Copy every line of the material below character for character, without changing anything.
— BEGIN —
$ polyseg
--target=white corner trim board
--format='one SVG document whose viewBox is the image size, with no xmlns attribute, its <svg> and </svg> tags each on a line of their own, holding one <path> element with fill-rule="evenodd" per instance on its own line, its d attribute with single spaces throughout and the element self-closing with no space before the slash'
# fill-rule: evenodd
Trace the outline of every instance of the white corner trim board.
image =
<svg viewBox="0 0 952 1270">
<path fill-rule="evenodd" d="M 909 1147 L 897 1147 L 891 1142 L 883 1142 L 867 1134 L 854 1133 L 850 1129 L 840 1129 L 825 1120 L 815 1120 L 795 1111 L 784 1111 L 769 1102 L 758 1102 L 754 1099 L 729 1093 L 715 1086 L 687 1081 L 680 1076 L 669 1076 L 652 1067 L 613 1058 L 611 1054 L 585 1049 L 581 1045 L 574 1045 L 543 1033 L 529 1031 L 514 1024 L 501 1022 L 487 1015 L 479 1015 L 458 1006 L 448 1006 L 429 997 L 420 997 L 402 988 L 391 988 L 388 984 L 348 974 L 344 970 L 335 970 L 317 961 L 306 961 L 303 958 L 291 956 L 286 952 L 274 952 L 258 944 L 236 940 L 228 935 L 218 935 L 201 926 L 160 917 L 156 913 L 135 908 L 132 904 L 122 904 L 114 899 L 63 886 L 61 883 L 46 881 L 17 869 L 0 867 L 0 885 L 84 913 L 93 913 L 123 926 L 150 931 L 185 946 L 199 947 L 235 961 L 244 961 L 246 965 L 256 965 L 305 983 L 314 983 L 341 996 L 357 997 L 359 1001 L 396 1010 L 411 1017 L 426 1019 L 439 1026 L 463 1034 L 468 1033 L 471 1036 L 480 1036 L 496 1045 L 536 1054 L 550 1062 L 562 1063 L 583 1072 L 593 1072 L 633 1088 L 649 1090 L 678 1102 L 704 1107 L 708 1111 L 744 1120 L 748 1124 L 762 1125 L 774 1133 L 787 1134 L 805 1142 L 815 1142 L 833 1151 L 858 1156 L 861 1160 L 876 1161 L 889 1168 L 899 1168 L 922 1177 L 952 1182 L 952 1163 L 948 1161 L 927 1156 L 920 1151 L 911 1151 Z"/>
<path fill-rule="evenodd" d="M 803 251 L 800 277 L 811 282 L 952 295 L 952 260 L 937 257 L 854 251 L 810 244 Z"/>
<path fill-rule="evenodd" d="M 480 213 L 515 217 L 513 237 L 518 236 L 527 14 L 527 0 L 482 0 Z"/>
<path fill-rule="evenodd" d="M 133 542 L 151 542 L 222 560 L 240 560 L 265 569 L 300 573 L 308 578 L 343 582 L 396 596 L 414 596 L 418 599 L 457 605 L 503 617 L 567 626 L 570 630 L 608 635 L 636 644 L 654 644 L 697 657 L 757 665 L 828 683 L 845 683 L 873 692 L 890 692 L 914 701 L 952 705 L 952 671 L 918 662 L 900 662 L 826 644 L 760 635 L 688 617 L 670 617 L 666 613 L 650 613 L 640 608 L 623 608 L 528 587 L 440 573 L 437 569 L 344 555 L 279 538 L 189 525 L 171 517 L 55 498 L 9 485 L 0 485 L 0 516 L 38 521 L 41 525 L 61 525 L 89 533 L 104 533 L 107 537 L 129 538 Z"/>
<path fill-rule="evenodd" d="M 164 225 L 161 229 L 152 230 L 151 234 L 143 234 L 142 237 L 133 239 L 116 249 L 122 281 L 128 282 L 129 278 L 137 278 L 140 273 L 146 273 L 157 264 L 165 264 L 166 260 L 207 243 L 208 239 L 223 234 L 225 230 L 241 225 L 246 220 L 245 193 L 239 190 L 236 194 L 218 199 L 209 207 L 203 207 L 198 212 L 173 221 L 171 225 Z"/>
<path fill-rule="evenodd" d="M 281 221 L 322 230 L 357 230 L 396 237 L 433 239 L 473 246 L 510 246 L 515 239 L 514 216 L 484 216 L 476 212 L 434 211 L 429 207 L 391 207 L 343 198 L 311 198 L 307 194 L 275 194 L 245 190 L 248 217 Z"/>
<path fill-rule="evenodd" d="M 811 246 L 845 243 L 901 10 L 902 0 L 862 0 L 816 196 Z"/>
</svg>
— END —
WRITTEN SOLUTION
$ polyseg
--target=white corner trim board
--format='one SVG document whose viewBox is the image size, with no xmlns attribute, its <svg> and </svg> tags each on a line of their own, holding one <path> element with fill-rule="evenodd" per instance on its own line, its d attribute with single spaces throughout and the element self-closing with no space before the slash'
# fill-rule: evenodd
Trace the outline of every instance of the white corner trim board.
image =
<svg viewBox="0 0 952 1270">
<path fill-rule="evenodd" d="M 909 1147 L 897 1147 L 891 1142 L 883 1142 L 867 1134 L 854 1133 L 850 1129 L 840 1129 L 825 1120 L 815 1120 L 795 1111 L 784 1111 L 769 1102 L 758 1102 L 754 1099 L 729 1093 L 715 1086 L 687 1081 L 680 1076 L 669 1076 L 652 1067 L 613 1058 L 611 1054 L 585 1049 L 581 1045 L 574 1045 L 543 1033 L 529 1031 L 514 1024 L 501 1022 L 487 1015 L 479 1015 L 458 1006 L 448 1006 L 429 997 L 420 997 L 402 988 L 391 988 L 388 984 L 348 974 L 344 970 L 335 970 L 317 961 L 306 961 L 303 958 L 291 956 L 286 952 L 274 952 L 258 944 L 236 940 L 228 935 L 218 935 L 201 926 L 160 917 L 156 913 L 135 908 L 132 904 L 122 904 L 114 899 L 63 886 L 61 883 L 46 881 L 17 869 L 0 867 L 0 885 L 84 913 L 93 913 L 123 926 L 150 931 L 185 946 L 199 947 L 235 961 L 244 961 L 246 965 L 256 965 L 305 983 L 314 983 L 341 996 L 357 997 L 359 1001 L 396 1010 L 411 1017 L 426 1019 L 439 1026 L 463 1034 L 468 1033 L 471 1036 L 480 1036 L 496 1045 L 536 1054 L 550 1062 L 562 1063 L 583 1072 L 593 1072 L 633 1088 L 649 1090 L 678 1102 L 704 1107 L 708 1111 L 744 1120 L 748 1124 L 762 1125 L 774 1133 L 787 1134 L 805 1142 L 815 1142 L 833 1151 L 858 1156 L 861 1160 L 876 1161 L 889 1168 L 899 1168 L 922 1177 L 952 1182 L 952 1163 L 948 1161 L 927 1156 L 920 1151 L 911 1151 Z"/>
<path fill-rule="evenodd" d="M 803 251 L 800 277 L 811 282 L 952 295 L 952 260 L 937 257 L 854 251 L 810 244 Z"/>
<path fill-rule="evenodd" d="M 480 213 L 515 217 L 513 237 L 518 236 L 527 14 L 527 0 L 482 0 Z"/>
<path fill-rule="evenodd" d="M 133 542 L 151 542 L 222 560 L 240 560 L 265 569 L 300 573 L 308 578 L 343 582 L 396 596 L 414 596 L 418 599 L 457 605 L 503 617 L 567 626 L 570 630 L 608 635 L 636 644 L 654 644 L 697 657 L 757 665 L 828 683 L 845 683 L 873 692 L 890 692 L 914 701 L 952 705 L 952 671 L 918 662 L 900 662 L 826 644 L 760 635 L 688 617 L 670 617 L 666 613 L 650 613 L 640 608 L 623 608 L 528 587 L 440 573 L 437 569 L 344 555 L 279 538 L 189 525 L 171 517 L 55 498 L 9 485 L 0 485 L 0 516 L 38 521 L 41 525 L 61 525 L 89 533 L 104 533 L 107 537 L 129 538 Z"/>
<path fill-rule="evenodd" d="M 164 225 L 161 229 L 152 230 L 151 234 L 143 234 L 142 237 L 133 239 L 116 249 L 122 281 L 128 282 L 129 278 L 137 278 L 140 273 L 146 273 L 157 264 L 165 264 L 166 260 L 207 243 L 208 239 L 223 234 L 225 230 L 241 225 L 246 220 L 245 193 L 239 190 L 236 194 L 218 199 L 209 207 L 203 207 L 198 212 L 173 221 L 171 225 Z"/>
<path fill-rule="evenodd" d="M 281 221 L 322 230 L 357 230 L 396 237 L 433 239 L 473 246 L 510 246 L 515 239 L 514 216 L 484 216 L 476 212 L 434 211 L 429 207 L 391 207 L 343 198 L 311 198 L 307 194 L 275 194 L 245 190 L 248 217 Z"/>
<path fill-rule="evenodd" d="M 811 246 L 845 243 L 901 10 L 902 0 L 862 0 L 816 196 Z"/>
</svg>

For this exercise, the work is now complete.